> [DIRECTIONS] Restate word for word each line of the data, starting at the one containing "Note: pick out every instance of the dormer" and running through the last.

Entries taken from a collection
◇ ◇ ◇ ◇
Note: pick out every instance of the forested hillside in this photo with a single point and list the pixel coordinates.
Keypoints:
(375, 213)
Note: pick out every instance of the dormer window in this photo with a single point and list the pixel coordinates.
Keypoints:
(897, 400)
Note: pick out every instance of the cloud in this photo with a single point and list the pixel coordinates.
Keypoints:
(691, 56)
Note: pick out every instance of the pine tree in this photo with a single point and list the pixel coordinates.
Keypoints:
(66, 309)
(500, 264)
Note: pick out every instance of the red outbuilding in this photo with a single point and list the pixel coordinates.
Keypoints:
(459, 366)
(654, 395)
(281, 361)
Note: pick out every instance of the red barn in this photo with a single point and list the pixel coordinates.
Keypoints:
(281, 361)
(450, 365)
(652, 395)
◇ ◇ ◇ ◇
> [YOUR RESPONSE]
Note: pick out every instance of the dormer window in this photo with a single point and list the pixel coordinates.
Keypoints:
(897, 400)
Note: pick out every instance of the cloud in this photo with a single point and list the pixel coordinates.
Keypoints:
(691, 56)
Note: pick out every instance of the pine tree in this photo with a single point and list the pixel coordinates.
Keypoints:
(66, 309)
(500, 264)
Note: pick out every instance of the red outbuilding in this photo with a single point and list the pixel coordinates.
Keypoints:
(459, 366)
(654, 395)
(281, 361)
Note: pick out every instance of the red barn in this photo with a single point and list the pixel coordinates.
Keypoints:
(281, 361)
(450, 365)
(652, 395)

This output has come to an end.